Records
....

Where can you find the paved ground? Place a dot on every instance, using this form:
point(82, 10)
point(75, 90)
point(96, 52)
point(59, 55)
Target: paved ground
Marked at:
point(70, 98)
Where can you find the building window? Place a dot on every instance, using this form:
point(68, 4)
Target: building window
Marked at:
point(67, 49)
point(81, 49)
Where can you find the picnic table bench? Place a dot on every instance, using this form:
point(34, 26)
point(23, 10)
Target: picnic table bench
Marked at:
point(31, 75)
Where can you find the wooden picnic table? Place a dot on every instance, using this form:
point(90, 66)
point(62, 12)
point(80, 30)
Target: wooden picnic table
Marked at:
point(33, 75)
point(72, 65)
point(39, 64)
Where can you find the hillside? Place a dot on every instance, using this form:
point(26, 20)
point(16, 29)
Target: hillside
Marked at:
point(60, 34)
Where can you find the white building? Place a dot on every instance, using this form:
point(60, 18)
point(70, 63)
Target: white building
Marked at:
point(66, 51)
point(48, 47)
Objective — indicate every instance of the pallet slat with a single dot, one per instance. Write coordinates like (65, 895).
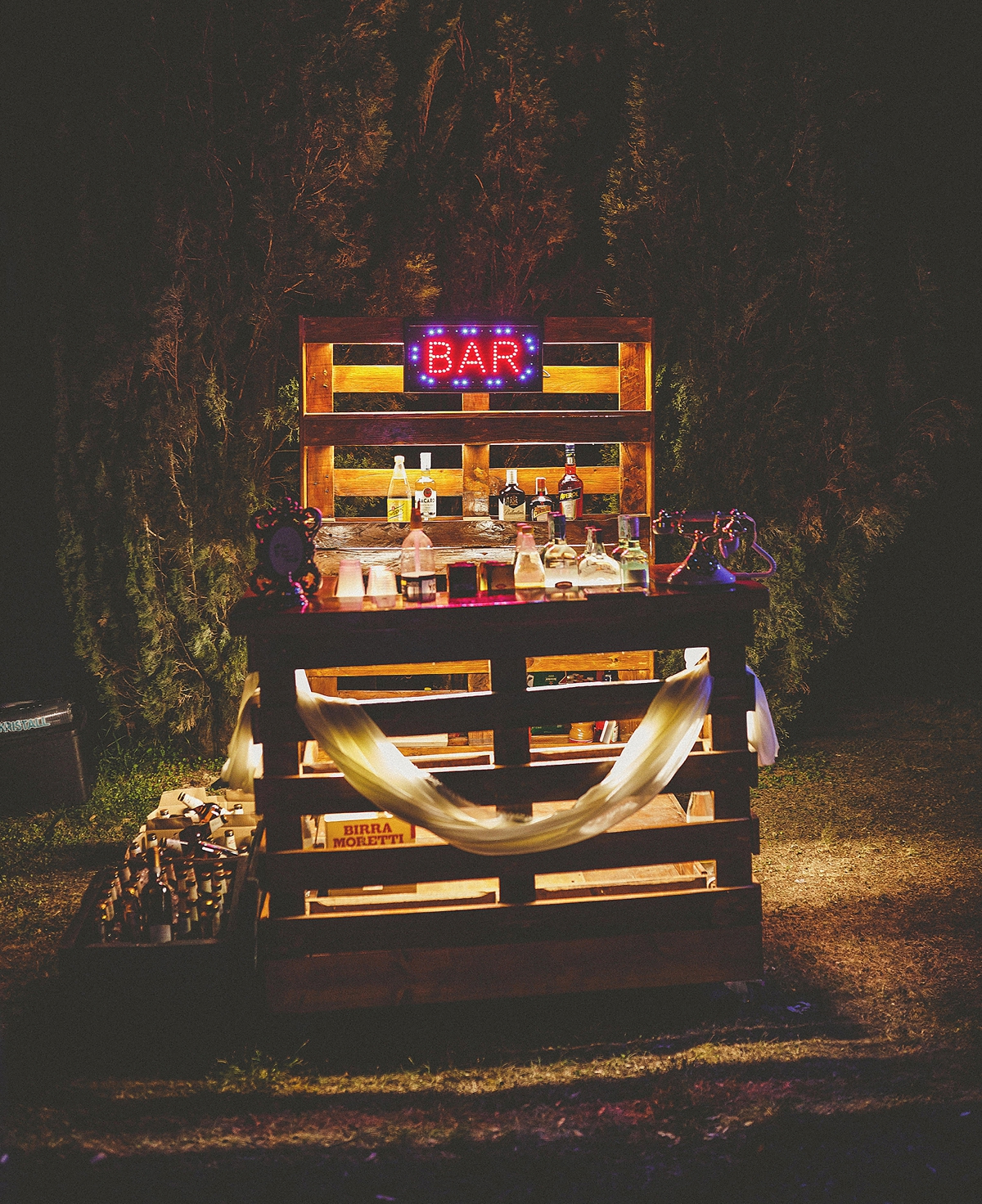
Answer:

....

WORK TO DO: Please return the rows verbatim, starting with the line containing "Where can you find the wooden" and ending with the last row, both included. Leave out the picture.

RESPONSE FOR THIS EXERCISE:
Where can you find the wooden picnic table? Place a dot on every instance, using this form:
point(90, 66)
point(62, 12)
point(80, 30)
Target: wooden picnic table
Marked at:
point(33, 75)
point(72, 65)
point(39, 64)
Where can you find the hillside? Place a dot on every instance, using this form:
point(26, 20)
point(16, 29)
Target: hillside
Marked at:
point(60, 34)
Where can you find the white building? Place a dot on every instance, using this form:
point(60, 18)
point(70, 63)
Target: white building
Marked at:
point(66, 51)
point(48, 47)
Objective — indicate every instance of the pallet slat with a single dot, one per instance. Write coordinates like (65, 895).
Answer:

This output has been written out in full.